_Stated goal_
Repeat the material below line for line, leaving out any pictures.

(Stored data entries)

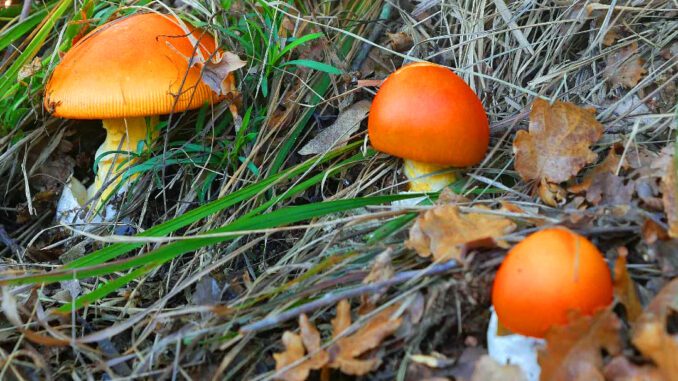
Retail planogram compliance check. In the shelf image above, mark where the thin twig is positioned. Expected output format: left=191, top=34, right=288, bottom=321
left=240, top=260, right=458, bottom=334
left=351, top=2, right=393, bottom=71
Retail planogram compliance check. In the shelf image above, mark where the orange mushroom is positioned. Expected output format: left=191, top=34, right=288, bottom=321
left=368, top=63, right=490, bottom=192
left=492, top=228, right=613, bottom=338
left=44, top=13, right=242, bottom=205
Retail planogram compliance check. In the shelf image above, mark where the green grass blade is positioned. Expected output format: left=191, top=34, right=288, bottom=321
left=280, top=60, right=342, bottom=75
left=65, top=143, right=360, bottom=269
left=272, top=33, right=323, bottom=64
left=0, top=0, right=73, bottom=99
left=0, top=8, right=47, bottom=50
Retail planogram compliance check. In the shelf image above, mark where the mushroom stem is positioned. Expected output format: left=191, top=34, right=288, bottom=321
left=87, top=116, right=158, bottom=205
left=403, top=159, right=457, bottom=192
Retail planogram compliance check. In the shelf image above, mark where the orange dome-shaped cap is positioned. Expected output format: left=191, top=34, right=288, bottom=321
left=368, top=63, right=490, bottom=167
left=45, top=13, right=226, bottom=119
left=492, top=228, right=612, bottom=337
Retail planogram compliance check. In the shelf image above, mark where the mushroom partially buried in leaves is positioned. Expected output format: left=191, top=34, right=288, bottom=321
left=368, top=63, right=490, bottom=192
left=487, top=227, right=613, bottom=380
left=44, top=13, right=244, bottom=217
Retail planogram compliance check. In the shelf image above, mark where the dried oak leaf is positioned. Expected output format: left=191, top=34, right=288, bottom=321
left=405, top=205, right=516, bottom=262
left=471, top=355, right=527, bottom=381
left=631, top=278, right=678, bottom=381
left=538, top=307, right=622, bottom=381
left=603, top=42, right=645, bottom=87
left=660, top=149, right=678, bottom=238
left=273, top=314, right=329, bottom=381
left=567, top=149, right=628, bottom=193
left=614, top=247, right=643, bottom=322
left=513, top=99, right=603, bottom=183
left=327, top=299, right=402, bottom=376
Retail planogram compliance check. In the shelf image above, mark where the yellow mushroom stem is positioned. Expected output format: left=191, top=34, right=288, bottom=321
left=403, top=159, right=457, bottom=192
left=87, top=116, right=158, bottom=202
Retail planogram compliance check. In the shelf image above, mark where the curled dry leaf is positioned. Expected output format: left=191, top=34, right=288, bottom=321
left=273, top=300, right=402, bottom=381
left=632, top=279, right=678, bottom=381
left=538, top=307, right=622, bottom=381
left=299, top=100, right=372, bottom=155
left=513, top=99, right=603, bottom=183
left=537, top=179, right=567, bottom=208
left=471, top=355, right=527, bottom=381
left=273, top=314, right=329, bottom=381
left=567, top=149, right=628, bottom=193
left=405, top=205, right=516, bottom=262
left=17, top=57, right=42, bottom=81
left=201, top=52, right=247, bottom=95
left=387, top=32, right=414, bottom=52
left=614, top=247, right=643, bottom=322
left=604, top=356, right=665, bottom=381
left=661, top=149, right=678, bottom=238
left=586, top=172, right=635, bottom=206
left=640, top=219, right=669, bottom=245
left=603, top=42, right=645, bottom=87
left=327, top=300, right=402, bottom=376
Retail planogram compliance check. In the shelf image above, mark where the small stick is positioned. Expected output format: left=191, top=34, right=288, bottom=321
left=240, top=260, right=458, bottom=334
left=351, top=2, right=393, bottom=71
left=0, top=225, right=22, bottom=258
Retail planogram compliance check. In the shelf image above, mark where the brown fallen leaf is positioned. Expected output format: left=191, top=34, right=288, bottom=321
left=603, top=42, right=645, bottom=87
left=386, top=32, right=414, bottom=52
left=640, top=219, right=669, bottom=245
left=273, top=314, right=329, bottom=381
left=405, top=205, right=516, bottom=262
left=661, top=145, right=678, bottom=238
left=200, top=52, right=247, bottom=95
left=513, top=99, right=603, bottom=183
left=604, top=356, right=664, bottom=381
left=471, top=355, right=527, bottom=381
left=538, top=307, right=622, bottom=381
left=537, top=179, right=567, bottom=208
left=586, top=172, right=635, bottom=206
left=327, top=300, right=402, bottom=376
left=631, top=278, right=678, bottom=381
left=17, top=57, right=42, bottom=81
left=613, top=246, right=643, bottom=322
left=299, top=100, right=372, bottom=155
left=567, top=149, right=628, bottom=193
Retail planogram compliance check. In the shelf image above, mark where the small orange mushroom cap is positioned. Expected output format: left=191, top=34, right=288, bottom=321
left=492, top=228, right=613, bottom=337
left=368, top=63, right=490, bottom=167
left=45, top=13, right=226, bottom=119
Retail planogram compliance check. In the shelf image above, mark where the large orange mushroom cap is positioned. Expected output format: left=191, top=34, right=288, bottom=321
left=45, top=13, right=226, bottom=119
left=368, top=63, right=490, bottom=167
left=492, top=228, right=613, bottom=337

_Solution_
Retail planogram compliance check. In the shelf image above, mark where the thin twig is positioned. Expected output format: left=191, top=34, right=288, bottom=321
left=240, top=260, right=458, bottom=334
left=351, top=2, right=393, bottom=71
Retail planogram compliance check. In the shelf image above, mark where the orange mushroom is positioned. Expected output format: left=191, top=34, right=288, bottom=321
left=368, top=63, right=490, bottom=192
left=492, top=228, right=613, bottom=338
left=44, top=13, right=242, bottom=205
Retail planogram compliance check. In the shelf image above, mark where the green grass blade is positioned. Expected output format: left=191, top=34, right=288, bottom=321
left=280, top=60, right=342, bottom=75
left=65, top=143, right=360, bottom=269
left=272, top=33, right=323, bottom=64
left=0, top=0, right=73, bottom=99
left=0, top=8, right=47, bottom=50
Retail planogram compliance check. In the shelf image above, mark where the mushroom stem is positioned. Expected output format: left=191, top=34, right=288, bottom=321
left=87, top=116, right=158, bottom=205
left=403, top=159, right=457, bottom=192
Retail planogram compliance check. In the shelf image above, mark where the orange dome-shaped cap is positioned. Expected output format: left=191, top=34, right=288, bottom=321
left=368, top=63, right=490, bottom=167
left=45, top=13, right=226, bottom=119
left=492, top=228, right=612, bottom=337
Retail planogram compliance check. In the shelf image above, mark where the mushroom partially buried in leaves is positioned. Expected output format: left=191, top=34, right=288, bottom=321
left=368, top=63, right=490, bottom=192
left=487, top=227, right=613, bottom=380
left=44, top=13, right=244, bottom=217
Retail planogram compliance check. In the shelf image above, mark where the dried oak leaf is positioned. Expected output format: left=191, top=34, right=288, bottom=321
left=405, top=205, right=516, bottom=262
left=471, top=355, right=527, bottom=381
left=631, top=278, right=678, bottom=381
left=538, top=307, right=622, bottom=381
left=603, top=42, right=645, bottom=87
left=660, top=149, right=678, bottom=238
left=273, top=314, right=329, bottom=381
left=567, top=149, right=628, bottom=193
left=614, top=247, right=643, bottom=322
left=513, top=99, right=603, bottom=183
left=327, top=299, right=402, bottom=376
Retail planogram compliance check. In the shelf image above, mark where the yellow mushroom stem is positioned. Expected output format: left=191, top=34, right=288, bottom=321
left=403, top=159, right=457, bottom=192
left=87, top=116, right=158, bottom=202
Retail planogram compliance check. In the shelf image above, mark where the curled dry leaf is positioned. Expected output format: left=191, top=34, right=288, bottom=321
left=273, top=300, right=402, bottom=381
left=632, top=279, right=678, bottom=381
left=538, top=307, right=622, bottom=381
left=299, top=100, right=372, bottom=155
left=513, top=99, right=603, bottom=183
left=537, top=179, right=567, bottom=208
left=471, top=355, right=527, bottom=381
left=273, top=314, right=329, bottom=381
left=567, top=149, right=628, bottom=193
left=405, top=205, right=516, bottom=262
left=17, top=57, right=42, bottom=81
left=201, top=52, right=247, bottom=95
left=387, top=32, right=414, bottom=52
left=614, top=247, right=643, bottom=322
left=604, top=356, right=665, bottom=381
left=661, top=149, right=678, bottom=238
left=586, top=172, right=635, bottom=206
left=640, top=219, right=669, bottom=245
left=603, top=42, right=645, bottom=87
left=327, top=300, right=402, bottom=376
Retail planogram compliance check. In the shelf image above, mark where the small stick is positioned. Expected output format: left=191, top=34, right=288, bottom=321
left=240, top=260, right=458, bottom=334
left=351, top=2, right=393, bottom=71
left=0, top=225, right=22, bottom=258
Retail planogram compliance check. In the shelf image above, mark where the brown fallen leaf is positioned. Expected output format: left=191, top=34, right=288, bottom=321
left=603, top=42, right=645, bottom=87
left=386, top=32, right=414, bottom=52
left=640, top=219, right=669, bottom=245
left=273, top=314, right=329, bottom=381
left=405, top=205, right=516, bottom=262
left=661, top=145, right=678, bottom=238
left=200, top=52, right=247, bottom=95
left=513, top=99, right=603, bottom=183
left=604, top=356, right=664, bottom=381
left=471, top=355, right=527, bottom=381
left=538, top=307, right=622, bottom=381
left=537, top=179, right=567, bottom=208
left=586, top=172, right=635, bottom=206
left=327, top=300, right=402, bottom=376
left=631, top=278, right=678, bottom=381
left=17, top=57, right=42, bottom=81
left=613, top=246, right=643, bottom=322
left=299, top=100, right=372, bottom=155
left=567, top=149, right=628, bottom=193
Retail planogram compliance check. In the shelf image above, mark where the small orange mushroom cap is positioned. Expected output format: left=191, top=34, right=288, bottom=321
left=492, top=228, right=613, bottom=337
left=368, top=63, right=490, bottom=167
left=45, top=13, right=226, bottom=119
Retail planogram compliance check. In the shelf image above, mark where the large orange mushroom cap is positioned. Expected output format: left=191, top=34, right=288, bottom=321
left=45, top=13, right=226, bottom=119
left=368, top=63, right=490, bottom=167
left=492, top=228, right=613, bottom=337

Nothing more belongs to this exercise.